Segment Open

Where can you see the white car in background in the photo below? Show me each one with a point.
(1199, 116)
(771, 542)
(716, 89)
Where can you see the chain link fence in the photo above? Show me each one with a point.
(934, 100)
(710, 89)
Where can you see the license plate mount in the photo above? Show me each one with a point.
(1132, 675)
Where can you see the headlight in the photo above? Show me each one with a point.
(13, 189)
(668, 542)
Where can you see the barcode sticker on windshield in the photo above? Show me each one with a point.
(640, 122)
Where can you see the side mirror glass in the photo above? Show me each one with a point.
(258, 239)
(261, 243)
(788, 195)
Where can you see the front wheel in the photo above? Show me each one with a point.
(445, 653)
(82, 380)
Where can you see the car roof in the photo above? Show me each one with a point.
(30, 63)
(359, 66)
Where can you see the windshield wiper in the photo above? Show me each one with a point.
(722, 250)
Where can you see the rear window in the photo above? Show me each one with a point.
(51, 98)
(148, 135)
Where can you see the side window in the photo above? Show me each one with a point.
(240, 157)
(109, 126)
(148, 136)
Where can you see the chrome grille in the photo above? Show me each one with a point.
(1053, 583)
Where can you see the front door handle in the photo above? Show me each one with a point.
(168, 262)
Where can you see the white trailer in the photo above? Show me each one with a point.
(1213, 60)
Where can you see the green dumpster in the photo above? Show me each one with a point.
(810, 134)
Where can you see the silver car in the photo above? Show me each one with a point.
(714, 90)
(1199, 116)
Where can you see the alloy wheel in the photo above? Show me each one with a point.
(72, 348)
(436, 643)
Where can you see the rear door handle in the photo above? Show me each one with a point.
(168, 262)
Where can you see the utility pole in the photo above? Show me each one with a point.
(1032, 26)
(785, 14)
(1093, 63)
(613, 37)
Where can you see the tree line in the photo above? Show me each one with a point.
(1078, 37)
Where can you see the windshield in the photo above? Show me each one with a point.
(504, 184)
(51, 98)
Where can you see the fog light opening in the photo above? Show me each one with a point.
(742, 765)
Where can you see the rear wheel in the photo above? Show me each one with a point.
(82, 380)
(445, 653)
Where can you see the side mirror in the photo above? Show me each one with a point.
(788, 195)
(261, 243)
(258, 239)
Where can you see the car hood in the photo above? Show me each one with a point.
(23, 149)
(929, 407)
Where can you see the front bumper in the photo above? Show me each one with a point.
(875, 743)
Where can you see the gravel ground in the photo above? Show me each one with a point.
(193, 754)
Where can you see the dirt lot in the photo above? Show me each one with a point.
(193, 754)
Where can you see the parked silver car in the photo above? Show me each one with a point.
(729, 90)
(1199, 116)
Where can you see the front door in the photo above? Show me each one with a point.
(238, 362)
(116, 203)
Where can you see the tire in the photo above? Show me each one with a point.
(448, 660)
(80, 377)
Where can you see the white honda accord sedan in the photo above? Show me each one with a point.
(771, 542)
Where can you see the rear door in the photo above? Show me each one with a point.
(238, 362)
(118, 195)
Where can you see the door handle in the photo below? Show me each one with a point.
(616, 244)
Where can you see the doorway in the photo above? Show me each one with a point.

Segment Closed

**TASK INSTRUCTIONS**
Would you output every entry exactly as it was written?

**OUTPUT OF THE EXERCISE**
Where can you see the white car in background in the photo below? Show me each one with a point.
(1199, 116)
(771, 542)
(716, 89)
Where can you see the chain link fence in the photo above? Show me each one with a point.
(934, 100)
(710, 89)
Where can you see the license plate mount in the photo above? Show me each one with a point.
(1132, 675)
Where can you see the headlight in the photo above? Show me each one with a point.
(13, 189)
(668, 542)
Where can you see the barcode sticker on windshield in the photo above? Show me each one with a point.
(640, 122)
Where can you see the side mirror glass in the photo above? Show me each one with a point.
(258, 239)
(261, 243)
(788, 195)
Where can you see the front wheel in the photo above? Show me each one with a point.
(445, 653)
(82, 380)
Where can you see the car roof in the photo above? Show me each one with a point.
(30, 63)
(359, 66)
Where can you see the windshield wiper in the photo above? Show me each one with a point.
(722, 250)
Where can you see the rear window in the photo above? Show me each one with a point.
(51, 98)
(148, 135)
Where can you see the side window in the photo above? Show me each one with a point.
(240, 157)
(109, 126)
(148, 136)
Where can you see the chrome grille in the photo above? Show me each one with a point.
(1053, 583)
Where can you see the front door handle in the photo above? Show me each one with a point.
(168, 262)
Where can you see the white trailer in the photo above? Show me each one with a point.
(1213, 60)
Where can you see the green dumpster in the photo above? Show me each one with a point.
(810, 134)
Where can you see the silver car in the photo above? Show me each one with a point.
(714, 90)
(1199, 116)
Where can you see the alloy wheel in the photo above? Show me each one with a point.
(72, 348)
(436, 643)
Where can you see the rear door handle in the photo above? Show me each one with a point.
(168, 262)
Where can you see the utility pole in the photo above? Show me each one with a point.
(1032, 26)
(785, 14)
(1093, 63)
(613, 37)
Where can you see the tree line in the photo above? Show me each one with a point.
(1078, 37)
Where can you see the windshield in the photo above? Show me each one with a point.
(504, 184)
(51, 98)
Where can you see the fog light opening in the photo above? Show me each one with a point.
(742, 765)
Where can you see the rear wheel in the photo above? Show me each one with a point.
(82, 380)
(445, 653)
Where can you see the side mirror in the photo above? Show me each one with a point.
(788, 195)
(261, 243)
(258, 239)
Where can you see the car hood in the photo above? Show me each one with a point.
(23, 149)
(929, 407)
Where can you see the front bumper in the photo above? Show me each one with a point.
(875, 743)
Where can you see the gravel ground in the photo above? Show me each one with a point.
(193, 754)
Where can you see the dirt lot in the photo above? Show me each one with a point.
(193, 754)
Where can you see the parked silver car in the photo above? Show me each one with a point.
(729, 90)
(1199, 116)
Where can you see the front door in the photo above? Show me each one with a point.
(238, 362)
(116, 203)
Where can you see the tire in the photo above? Show me each one with a point.
(448, 660)
(80, 377)
Where can you see the white honda accord sedan in the photo above? Show me each one with a point.
(771, 542)
Where can you see the rear door in the photo above? Show me each one with a point.
(238, 362)
(118, 195)
Where can you see the door handle in the photo below? Show me each one with a point.
(616, 244)
Where can you see the doorway in the photo above? Show me each one with a point.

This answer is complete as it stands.